CHALLENGE> Transcribe every line of the data below verbatim, keeping each character, space, and line break unchanged.

Dataset records:
* START *

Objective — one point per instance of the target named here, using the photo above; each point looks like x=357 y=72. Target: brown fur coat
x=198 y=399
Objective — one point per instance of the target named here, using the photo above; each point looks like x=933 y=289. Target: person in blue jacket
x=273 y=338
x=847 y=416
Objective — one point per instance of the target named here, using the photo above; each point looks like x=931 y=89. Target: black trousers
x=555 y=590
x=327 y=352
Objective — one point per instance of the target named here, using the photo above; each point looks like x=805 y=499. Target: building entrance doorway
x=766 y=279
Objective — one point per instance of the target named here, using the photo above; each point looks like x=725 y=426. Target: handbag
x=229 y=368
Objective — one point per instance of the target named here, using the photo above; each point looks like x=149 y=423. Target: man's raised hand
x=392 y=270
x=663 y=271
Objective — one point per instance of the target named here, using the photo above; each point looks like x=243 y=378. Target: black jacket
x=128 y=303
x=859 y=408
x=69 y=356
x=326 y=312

* END *

FINAL RESULT>
Objective — one point per instance of the target named here, using the photo above; each point looks like x=357 y=72. Target: brown fur coat
x=198 y=399
Objective — one point per instance of the target named here, using the photo above; each point looks like x=933 y=289. Target: person in blue jacket
x=273 y=338
x=847 y=416
Objective — one point per instance of the target named here, using the photo above; each point looks like x=931 y=89. Target: black trousers
x=555 y=590
x=327 y=352
Objective — one point per instance of the target named here, using the photo above; each point looks like x=805 y=499. Target: building entrance doorway
x=766 y=279
Objective — one point per instance of the target named here, using the photo above; each point looks like x=725 y=426. Target: handbag
x=229 y=368
Objective — one point per instance of the target named here, using the photo above; each point looks like x=149 y=423. Target: man's raised hand
x=392 y=270
x=663 y=271
Objective — one point per instance of the target named here, using the photo above; each point looks like x=243 y=378. Target: black jacket
x=128 y=303
x=859 y=408
x=69 y=356
x=326 y=312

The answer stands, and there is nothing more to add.